- **PROBLEM STATEMENT**: Reproduce the entire listing exactly as written, apart from its pictures.
━━━━━━
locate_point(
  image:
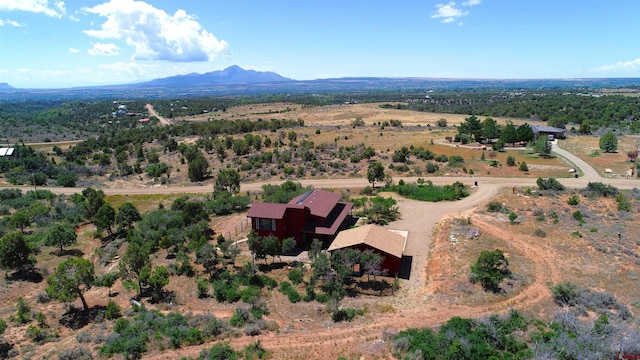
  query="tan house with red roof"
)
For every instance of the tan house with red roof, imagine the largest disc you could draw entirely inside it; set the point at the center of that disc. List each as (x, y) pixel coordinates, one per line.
(389, 244)
(315, 214)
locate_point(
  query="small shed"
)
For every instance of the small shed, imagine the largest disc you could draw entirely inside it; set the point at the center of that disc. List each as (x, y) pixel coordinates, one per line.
(389, 244)
(557, 133)
(6, 152)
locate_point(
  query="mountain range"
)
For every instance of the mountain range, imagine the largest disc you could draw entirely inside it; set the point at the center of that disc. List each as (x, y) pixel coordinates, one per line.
(235, 80)
(231, 75)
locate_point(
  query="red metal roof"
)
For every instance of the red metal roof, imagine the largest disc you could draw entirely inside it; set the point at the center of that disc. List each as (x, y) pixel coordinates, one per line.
(334, 221)
(320, 202)
(267, 210)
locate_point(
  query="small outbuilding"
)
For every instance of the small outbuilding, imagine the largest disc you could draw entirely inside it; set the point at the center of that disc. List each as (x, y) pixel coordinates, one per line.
(557, 133)
(6, 152)
(389, 244)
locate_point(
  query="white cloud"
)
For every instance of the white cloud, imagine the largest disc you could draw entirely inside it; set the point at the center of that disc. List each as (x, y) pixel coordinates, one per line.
(472, 2)
(448, 12)
(10, 23)
(53, 9)
(100, 49)
(632, 66)
(154, 34)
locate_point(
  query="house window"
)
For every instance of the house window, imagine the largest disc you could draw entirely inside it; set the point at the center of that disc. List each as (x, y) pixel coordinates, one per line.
(266, 224)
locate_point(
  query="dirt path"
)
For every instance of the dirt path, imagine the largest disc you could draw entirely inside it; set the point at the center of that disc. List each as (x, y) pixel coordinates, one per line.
(588, 171)
(153, 112)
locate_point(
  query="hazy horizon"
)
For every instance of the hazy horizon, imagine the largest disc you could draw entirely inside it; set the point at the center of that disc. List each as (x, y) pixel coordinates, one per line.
(116, 42)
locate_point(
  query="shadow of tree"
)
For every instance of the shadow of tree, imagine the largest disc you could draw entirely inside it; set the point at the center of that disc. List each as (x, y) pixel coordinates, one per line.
(29, 274)
(76, 318)
(68, 252)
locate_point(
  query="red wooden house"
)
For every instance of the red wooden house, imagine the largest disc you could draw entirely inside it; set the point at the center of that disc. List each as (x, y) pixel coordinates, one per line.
(315, 214)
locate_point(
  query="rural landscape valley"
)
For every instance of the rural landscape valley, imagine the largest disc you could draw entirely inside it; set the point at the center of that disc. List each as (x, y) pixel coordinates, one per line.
(129, 226)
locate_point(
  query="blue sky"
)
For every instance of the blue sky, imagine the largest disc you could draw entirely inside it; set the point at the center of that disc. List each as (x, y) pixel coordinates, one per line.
(54, 43)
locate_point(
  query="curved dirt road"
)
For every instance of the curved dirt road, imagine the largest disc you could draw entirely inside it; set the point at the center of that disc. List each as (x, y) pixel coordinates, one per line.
(153, 112)
(588, 171)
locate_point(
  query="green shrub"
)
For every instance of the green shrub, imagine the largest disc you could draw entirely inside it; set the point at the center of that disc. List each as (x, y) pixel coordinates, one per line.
(295, 275)
(202, 286)
(494, 206)
(573, 200)
(549, 184)
(240, 317)
(346, 314)
(113, 310)
(599, 189)
(79, 353)
(455, 160)
(250, 295)
(578, 215)
(220, 351)
(623, 203)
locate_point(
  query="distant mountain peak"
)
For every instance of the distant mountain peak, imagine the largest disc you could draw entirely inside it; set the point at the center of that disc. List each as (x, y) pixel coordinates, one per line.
(232, 75)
━━━━━━
- **RESULT OF THIS EXERCISE**:
locate_point(
  image:
  query="tan house with red roof"
)
For every instance of the tan house with red roof, imagine the largest disc you could draw entirely inside it; set the point at the center of that disc. List each as (x, y) pixel coordinates, one per line.
(389, 244)
(315, 214)
locate_point(
  query="small shed"
)
For every instance of the small shed, imagine the largest disc you could draw entirely inside it; set the point at the center of that disc. List each as (x, y) pixel coordinates, one per line.
(389, 244)
(557, 133)
(6, 152)
locate_point(
  query="mountain range"
)
For every instance of the mountain range, imagine the largest disc you could draw entirely inside it; set the point at the center of that disc. List each as (x, y) pixel coordinates, one per line.
(235, 80)
(231, 75)
locate_point(
  query="red metal roof"
)
For every instance of the red metal roof, imagine the largest disc you could draw entirely inside it; set the point at the center of that disc. List each as (x, y) pixel coordinates, one per line.
(334, 221)
(320, 202)
(267, 210)
locate_point(
  query="small outbuilding"
)
For every instance of the small outbuilding, imagine the largest disc you could draw entirely inside it; set the point at the center of that disc. List each as (x, y) pixel coordinates, one per line.
(557, 133)
(6, 152)
(389, 244)
locate_point(
  query="white cloud"
)
For every instance of the white cloud, imagine the largest disc you could draw entirely inside it; set the point at the center of that disc. List each as (x, y) pixel coordinates, one per line.
(472, 2)
(448, 12)
(10, 23)
(53, 9)
(100, 49)
(632, 66)
(154, 34)
locate_point(
  query="house window"
)
For every instance of the house window, imagine the largest disc you could draw entirely inside it; set the point at the center of that disc. List each as (x, y) pixel coordinates, one per line.
(266, 224)
locate_point(
  query="dirt path"
)
For every instance of the dirt path, imagine the largest disc you could draw entirely inside it; set the point at the center of that disc. List each as (x, y) pixel coordinates, one per line.
(588, 171)
(153, 112)
locate_point(
  query="hazy horizon"
)
For every instance of the hazy horizon, imagine the largest disc you could draw entirely inside it; set the point at the center of that disc. List each as (x, y) pixel coordinates, one per line.
(116, 42)
locate_point(
  query="shadow of tree"
)
For every instance of the shadow of tree, imagine the largest disc you could draw entirely inside it; set the point at the center of that disc. List each as (x, y) pixel coordinates, one per line.
(29, 274)
(76, 318)
(68, 252)
locate_point(
  query="red wooden house"
)
For every instance of the red wooden house, imagine the largest disc you could draw entirely inside it; set the point at the center of that disc. List each as (x, y) pixel coordinates, one per line.
(315, 214)
locate_point(
  query="rural landscape valley"
)
For every instance of the rural landscape valley, imagine the largest disc you could draw entirely inside it; set the point at the center of that disc. List each as (x, y) pixel coordinates, one per line.
(129, 226)
locate_point(
  query="blue sky"
)
For every instance of the blue sky, imagine the largest disc you could draw entirely inside it; set the point at the center of that disc. List each as (x, y) pixel coordinates, one per line.
(54, 43)
locate_point(
  query="curved dirt road"
)
For every instance of the curved dirt road, imagine the largest disc you could draw entirely inside it; set the point at the center of that disc. List each as (x, y) pixel coordinates, one per line.
(153, 112)
(588, 171)
locate_point(
  query="green shrub"
)
For every instance of the green shrub, imagine the largest disc you could draw entirely inside it; set the point at the center of that disc. List each as (x, y) pixel coordinates, one per line.
(295, 275)
(202, 286)
(494, 206)
(573, 200)
(549, 184)
(240, 317)
(346, 314)
(113, 310)
(599, 189)
(79, 353)
(455, 160)
(250, 295)
(578, 215)
(220, 351)
(623, 203)
locate_point(
  query="distant mountain peak"
)
For every instance of the distant mountain peak, imagine the largest disc you could draw entirely inside it; set the point at the center of that disc. List each as (x, y) pixel coordinates, one per line.
(232, 75)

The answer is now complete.